▶ Given records:
◇ ◇ ◇ ◇
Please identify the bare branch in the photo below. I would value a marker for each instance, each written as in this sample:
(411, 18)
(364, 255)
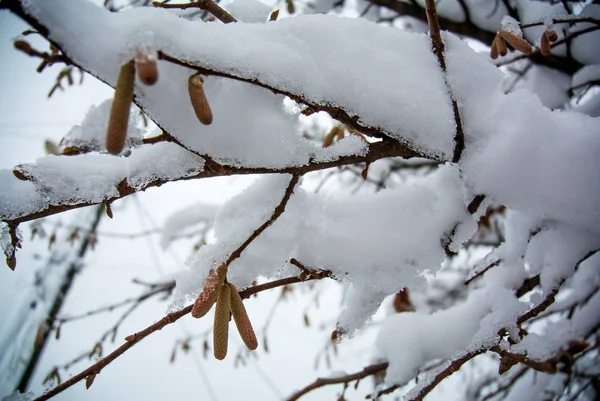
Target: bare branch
(321, 382)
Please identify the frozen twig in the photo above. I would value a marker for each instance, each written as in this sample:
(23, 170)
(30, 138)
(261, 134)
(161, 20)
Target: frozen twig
(345, 379)
(438, 49)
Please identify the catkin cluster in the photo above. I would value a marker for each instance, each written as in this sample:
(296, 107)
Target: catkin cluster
(228, 303)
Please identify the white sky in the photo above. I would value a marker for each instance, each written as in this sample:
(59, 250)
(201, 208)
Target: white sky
(27, 119)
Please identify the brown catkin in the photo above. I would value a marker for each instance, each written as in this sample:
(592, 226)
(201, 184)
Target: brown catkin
(221, 323)
(517, 42)
(198, 99)
(242, 321)
(119, 112)
(545, 45)
(501, 45)
(208, 296)
(146, 68)
(494, 49)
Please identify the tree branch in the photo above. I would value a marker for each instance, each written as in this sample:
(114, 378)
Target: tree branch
(133, 339)
(438, 48)
(321, 382)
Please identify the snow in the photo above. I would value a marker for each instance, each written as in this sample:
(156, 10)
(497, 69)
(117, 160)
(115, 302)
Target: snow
(401, 233)
(91, 134)
(186, 217)
(91, 177)
(532, 165)
(305, 55)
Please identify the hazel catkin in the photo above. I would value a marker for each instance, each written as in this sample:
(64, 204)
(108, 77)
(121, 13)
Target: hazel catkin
(119, 112)
(242, 321)
(146, 68)
(221, 323)
(198, 99)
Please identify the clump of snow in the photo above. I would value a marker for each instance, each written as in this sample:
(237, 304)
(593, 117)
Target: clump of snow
(18, 396)
(249, 11)
(409, 340)
(511, 25)
(293, 55)
(184, 218)
(520, 153)
(91, 134)
(91, 178)
(401, 233)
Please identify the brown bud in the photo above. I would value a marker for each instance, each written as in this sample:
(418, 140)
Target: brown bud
(146, 68)
(335, 132)
(23, 46)
(494, 49)
(208, 295)
(365, 172)
(501, 45)
(221, 323)
(517, 42)
(545, 45)
(11, 262)
(21, 174)
(119, 111)
(89, 380)
(198, 99)
(551, 34)
(242, 321)
(290, 6)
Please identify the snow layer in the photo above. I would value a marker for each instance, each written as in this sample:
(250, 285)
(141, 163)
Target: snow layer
(519, 153)
(396, 85)
(93, 178)
(379, 243)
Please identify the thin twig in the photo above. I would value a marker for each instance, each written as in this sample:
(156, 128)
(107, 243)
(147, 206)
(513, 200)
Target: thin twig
(140, 335)
(276, 213)
(438, 48)
(206, 5)
(321, 382)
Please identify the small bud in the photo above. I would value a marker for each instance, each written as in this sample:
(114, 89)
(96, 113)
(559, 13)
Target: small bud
(501, 45)
(335, 132)
(290, 6)
(494, 49)
(20, 173)
(365, 172)
(517, 42)
(89, 380)
(242, 321)
(545, 45)
(221, 323)
(108, 210)
(119, 112)
(11, 262)
(23, 46)
(146, 68)
(198, 99)
(551, 34)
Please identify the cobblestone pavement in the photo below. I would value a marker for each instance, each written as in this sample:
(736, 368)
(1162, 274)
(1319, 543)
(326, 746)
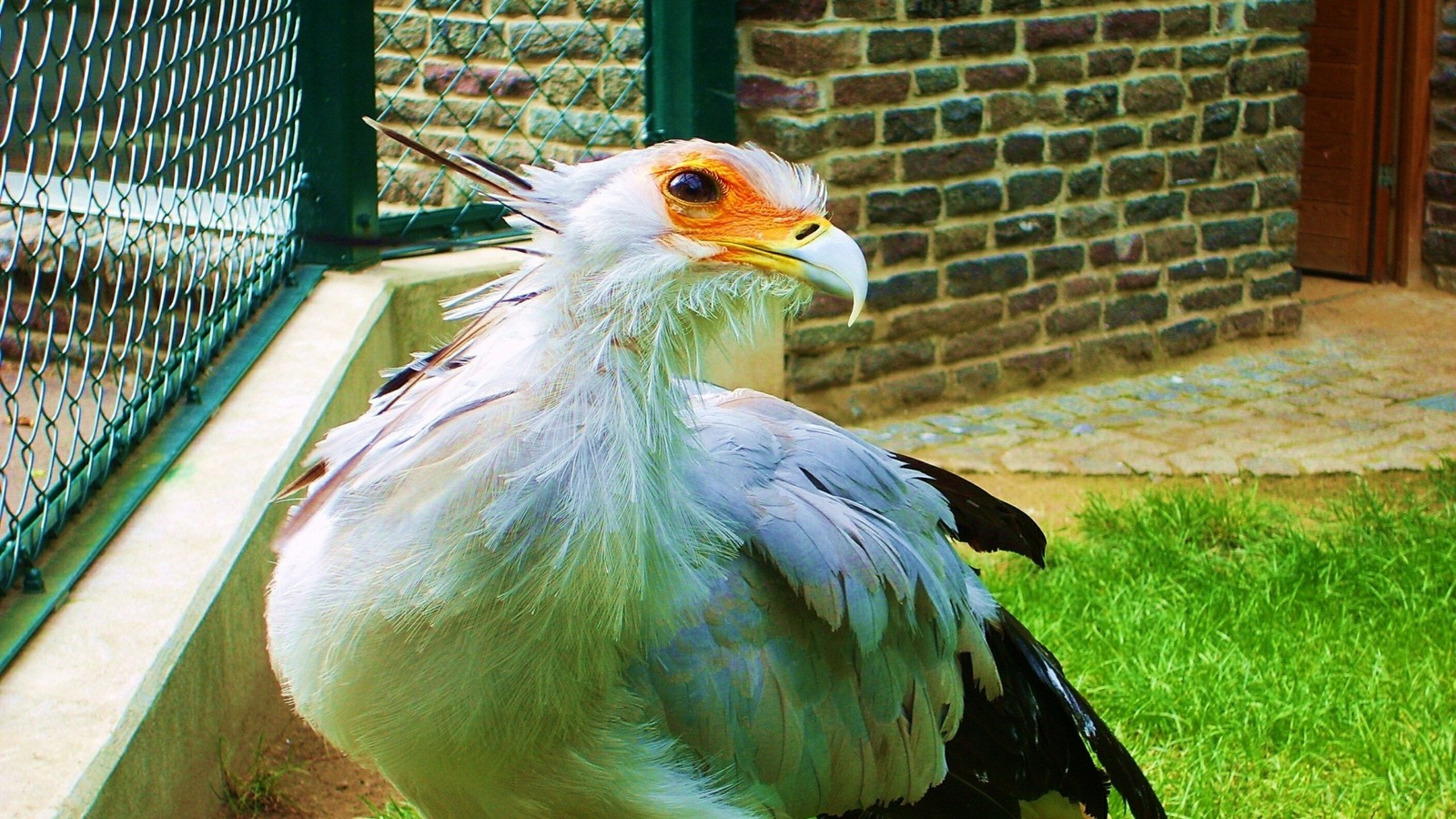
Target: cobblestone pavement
(1368, 385)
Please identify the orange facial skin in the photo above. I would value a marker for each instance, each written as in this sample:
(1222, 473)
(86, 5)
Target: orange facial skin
(740, 216)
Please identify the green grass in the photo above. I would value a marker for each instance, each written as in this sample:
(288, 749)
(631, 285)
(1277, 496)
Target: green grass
(390, 811)
(1263, 661)
(255, 790)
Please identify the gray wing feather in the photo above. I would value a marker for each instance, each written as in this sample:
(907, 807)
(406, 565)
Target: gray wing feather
(823, 666)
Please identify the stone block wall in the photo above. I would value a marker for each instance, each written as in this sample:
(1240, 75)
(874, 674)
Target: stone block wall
(1043, 187)
(1439, 247)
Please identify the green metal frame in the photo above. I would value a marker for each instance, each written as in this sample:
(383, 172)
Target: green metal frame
(339, 213)
(108, 509)
(691, 70)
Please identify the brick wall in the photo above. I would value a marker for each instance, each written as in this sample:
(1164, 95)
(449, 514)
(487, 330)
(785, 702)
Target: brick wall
(1441, 179)
(514, 79)
(1043, 187)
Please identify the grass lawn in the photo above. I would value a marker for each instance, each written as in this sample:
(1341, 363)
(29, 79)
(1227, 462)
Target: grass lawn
(1261, 659)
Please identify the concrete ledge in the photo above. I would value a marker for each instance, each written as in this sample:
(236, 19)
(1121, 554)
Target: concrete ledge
(127, 700)
(124, 702)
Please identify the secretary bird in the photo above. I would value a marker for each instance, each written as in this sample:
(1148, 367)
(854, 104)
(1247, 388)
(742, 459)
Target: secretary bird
(552, 574)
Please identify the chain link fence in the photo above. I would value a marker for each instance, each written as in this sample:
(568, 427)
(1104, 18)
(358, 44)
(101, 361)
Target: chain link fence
(165, 164)
(517, 80)
(147, 196)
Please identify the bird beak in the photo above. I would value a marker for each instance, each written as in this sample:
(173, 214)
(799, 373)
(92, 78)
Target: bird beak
(834, 264)
(817, 254)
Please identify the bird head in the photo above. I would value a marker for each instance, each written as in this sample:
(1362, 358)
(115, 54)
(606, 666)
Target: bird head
(667, 247)
(696, 228)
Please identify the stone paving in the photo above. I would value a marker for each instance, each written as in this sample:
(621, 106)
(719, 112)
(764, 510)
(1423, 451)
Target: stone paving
(1331, 402)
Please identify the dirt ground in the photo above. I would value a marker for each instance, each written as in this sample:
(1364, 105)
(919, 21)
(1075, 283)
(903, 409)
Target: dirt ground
(318, 782)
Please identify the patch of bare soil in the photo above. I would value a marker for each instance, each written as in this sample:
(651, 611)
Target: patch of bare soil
(302, 775)
(322, 783)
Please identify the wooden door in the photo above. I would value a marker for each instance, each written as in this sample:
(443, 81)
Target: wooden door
(1344, 207)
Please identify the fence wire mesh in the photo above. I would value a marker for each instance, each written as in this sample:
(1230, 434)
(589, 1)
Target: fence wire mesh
(147, 194)
(517, 80)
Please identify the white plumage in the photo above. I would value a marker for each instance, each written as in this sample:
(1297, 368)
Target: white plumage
(551, 574)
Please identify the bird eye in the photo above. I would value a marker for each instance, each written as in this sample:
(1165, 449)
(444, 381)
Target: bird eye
(695, 187)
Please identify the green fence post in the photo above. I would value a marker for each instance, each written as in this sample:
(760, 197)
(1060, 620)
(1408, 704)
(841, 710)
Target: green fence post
(691, 63)
(339, 213)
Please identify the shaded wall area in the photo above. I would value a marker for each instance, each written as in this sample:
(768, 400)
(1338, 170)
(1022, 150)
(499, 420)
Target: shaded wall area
(1043, 188)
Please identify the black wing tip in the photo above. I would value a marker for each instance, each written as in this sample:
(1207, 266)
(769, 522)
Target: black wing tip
(1118, 767)
(982, 519)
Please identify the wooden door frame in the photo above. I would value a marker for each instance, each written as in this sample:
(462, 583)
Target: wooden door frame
(1411, 34)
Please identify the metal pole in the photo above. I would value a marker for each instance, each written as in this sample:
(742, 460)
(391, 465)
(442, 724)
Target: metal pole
(691, 63)
(339, 212)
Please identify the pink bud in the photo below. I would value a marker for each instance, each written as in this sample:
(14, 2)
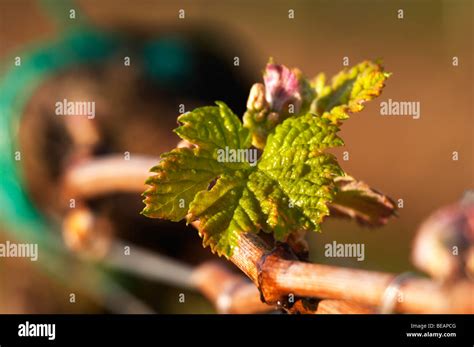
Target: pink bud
(282, 87)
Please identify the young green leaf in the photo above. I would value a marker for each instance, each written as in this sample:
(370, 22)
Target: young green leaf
(287, 190)
(355, 199)
(348, 91)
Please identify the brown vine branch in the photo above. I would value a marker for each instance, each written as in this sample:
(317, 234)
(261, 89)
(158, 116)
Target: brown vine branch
(276, 274)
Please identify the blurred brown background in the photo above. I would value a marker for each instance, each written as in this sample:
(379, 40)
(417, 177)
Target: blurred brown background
(400, 156)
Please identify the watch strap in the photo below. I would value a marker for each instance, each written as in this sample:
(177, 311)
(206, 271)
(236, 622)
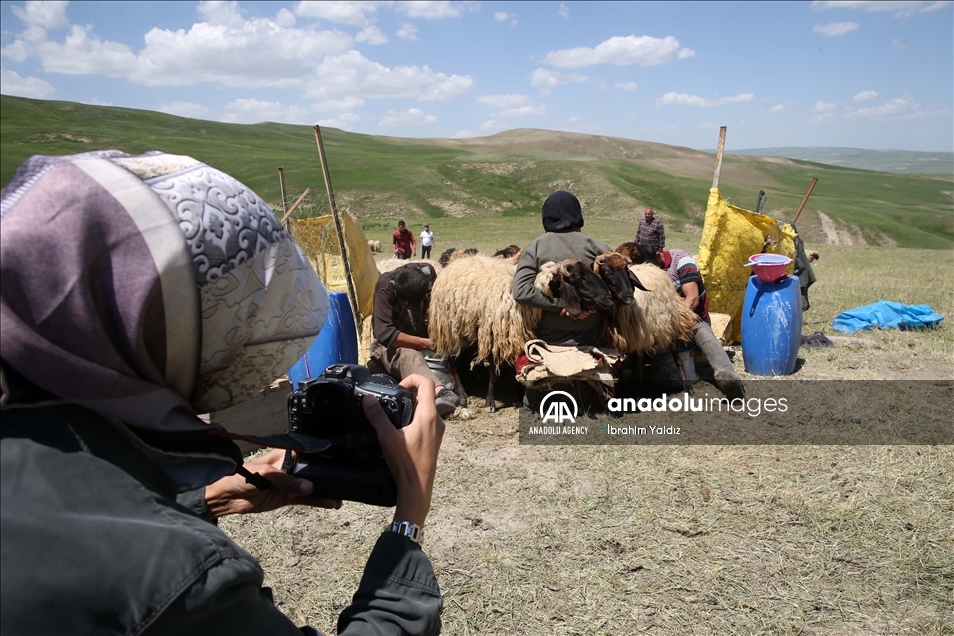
◇ ◇ ◇ ◇
▶ Instructions for the task: Please rewrite the rows from the line containing "Please identify the gray" up to and including the line containing "(1439, 247)", shifting both numbers of every answer coordinate by -105. Copy the requests and their sample points unchanged.

▶ Answer for the task:
Please identify the gray wing feather in the photo above. I would value a marker for each instance, each written as in this sample:
(907, 807)
(406, 565)
Target: gray wing feather
(718, 561)
Please identify the stone block wall in the photo above. I would value a marker for each instance, each written as in this sample:
(1240, 75)
(874, 674)
Target: stone block wall
(938, 82)
(1334, 142)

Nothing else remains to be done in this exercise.